→ What is being asked
In the workshop participant page below, turn the paragraph that begins "Eliot Assoudeh is a PhD student" into a short bulleted list that keeps its main facts.

→ Page excerpt
• • • • • • •

See the Totalitarian Regimes Workshop main page.
Hoover Participants
- Gregory, Paul R.
- Harrison, Mark
- Kotkin, Stephen
- Lin, Hsiao-ting
- Ngyuen, Lisa
- Shmelev, Anatol
- Wakin, Eric
Invited Participants
- Alexopoulos, Golfo
- Assoudeh, Elliot
- Baberowski, Jörg
- Bischl, Kerstin
- Borodkin, Leonid
- Bozzay, Vanessa
- Dimitrov, Martin
- Heinzen, James
- Il'yashenko, Vladimir
- Johnson, Emily
- Kohut, Andriy
- Miller, Christopher
- Muhlhahn, Klaus
- Pogue-Kaiser, Claire
- Sniegon, Tomas
- Teichmann, Christian
- Viatrovych, Volodymir
- van Tuyl, Penelope
Stanford Faculty
Stanford Graduate Students
Observers
Further details
Golfo Alexopoulos received her PhD in history at the University of Chicago and is currently associate professor of history at the University of South Florida. She is the author of Stalin's Outcasts: Aliens, Citizens, and the Soviet State, 1926-1936 (Cornell, 2003), and several articles on Soviet culture, society, and political violence in the Stalin years. She is completing her second historical monograph, Human Raw Material: Health and Inhumanity in Stalin's Gulag. Based largely upon recently declassified Gulag archival documents (most from the Hoover Archive), and supported by fellowships from the Hoover Institution and the National Endowment for the Humanities, the work examines the systemic violence of physical exploitation in the Stalinist camps. The book is under contract with Yale University Press and will appear in the Yale-Hoover series on Stalin, Stalinism, and the Cold War.
Eliot Assoudeh is a PhD student of political science at University of Nevada Reno. His research interests are political violence, political religion, and totalitarian regimes. His dissertation focuses on comparative study of the relationships between fascism and religion in interwar and post-1945 periods. He is a 2014 recipient of the Association for the Study of the Middle East and Africa (ASMEA) research grant for his project on “Apocalyptic Politics and Totalitarian Behavior.”

• • • • • • •

→ Given entries
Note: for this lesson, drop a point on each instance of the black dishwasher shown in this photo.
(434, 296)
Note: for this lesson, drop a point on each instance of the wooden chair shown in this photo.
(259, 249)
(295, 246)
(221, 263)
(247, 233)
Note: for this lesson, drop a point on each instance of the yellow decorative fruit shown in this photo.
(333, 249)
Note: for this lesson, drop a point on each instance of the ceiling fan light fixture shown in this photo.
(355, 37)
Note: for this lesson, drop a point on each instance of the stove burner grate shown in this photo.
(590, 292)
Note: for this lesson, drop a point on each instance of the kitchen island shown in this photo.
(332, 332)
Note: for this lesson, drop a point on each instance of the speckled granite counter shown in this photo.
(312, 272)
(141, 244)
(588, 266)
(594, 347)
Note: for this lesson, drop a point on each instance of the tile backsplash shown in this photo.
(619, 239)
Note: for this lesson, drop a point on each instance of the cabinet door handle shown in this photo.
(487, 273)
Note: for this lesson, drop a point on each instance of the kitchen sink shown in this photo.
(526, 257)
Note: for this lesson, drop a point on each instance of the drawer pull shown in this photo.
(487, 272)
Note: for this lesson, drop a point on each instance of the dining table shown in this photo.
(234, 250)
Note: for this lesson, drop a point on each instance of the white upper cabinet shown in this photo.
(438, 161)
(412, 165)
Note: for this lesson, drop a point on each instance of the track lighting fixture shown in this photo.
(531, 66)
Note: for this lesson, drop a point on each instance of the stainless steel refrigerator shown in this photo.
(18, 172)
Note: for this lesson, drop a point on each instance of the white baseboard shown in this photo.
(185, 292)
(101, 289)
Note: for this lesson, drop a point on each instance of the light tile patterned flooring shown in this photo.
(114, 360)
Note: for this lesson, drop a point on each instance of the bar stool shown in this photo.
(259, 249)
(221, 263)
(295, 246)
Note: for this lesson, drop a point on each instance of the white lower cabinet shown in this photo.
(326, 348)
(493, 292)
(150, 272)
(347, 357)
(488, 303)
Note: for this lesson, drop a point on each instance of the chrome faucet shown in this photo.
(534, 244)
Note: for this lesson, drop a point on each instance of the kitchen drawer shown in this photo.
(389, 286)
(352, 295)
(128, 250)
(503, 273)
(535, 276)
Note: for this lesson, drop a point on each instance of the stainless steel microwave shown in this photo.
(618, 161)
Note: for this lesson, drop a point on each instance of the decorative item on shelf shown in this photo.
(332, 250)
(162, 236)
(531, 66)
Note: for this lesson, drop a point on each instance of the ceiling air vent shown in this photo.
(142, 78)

• • • • • • •

→ Written solution
- PhD student in political science at University of Nevada Reno
- Research interests: political violence, political religion, and totalitarian regimes
- Dissertation: a comparative study of the relationships between fascism and religion in the interwar and post-1945 periods
- 2014 recipient of an Association for the Study of the Middle East and Africa (ASMEA) research grant for the project "Apocalyptic Politics and Totalitarian Behavior"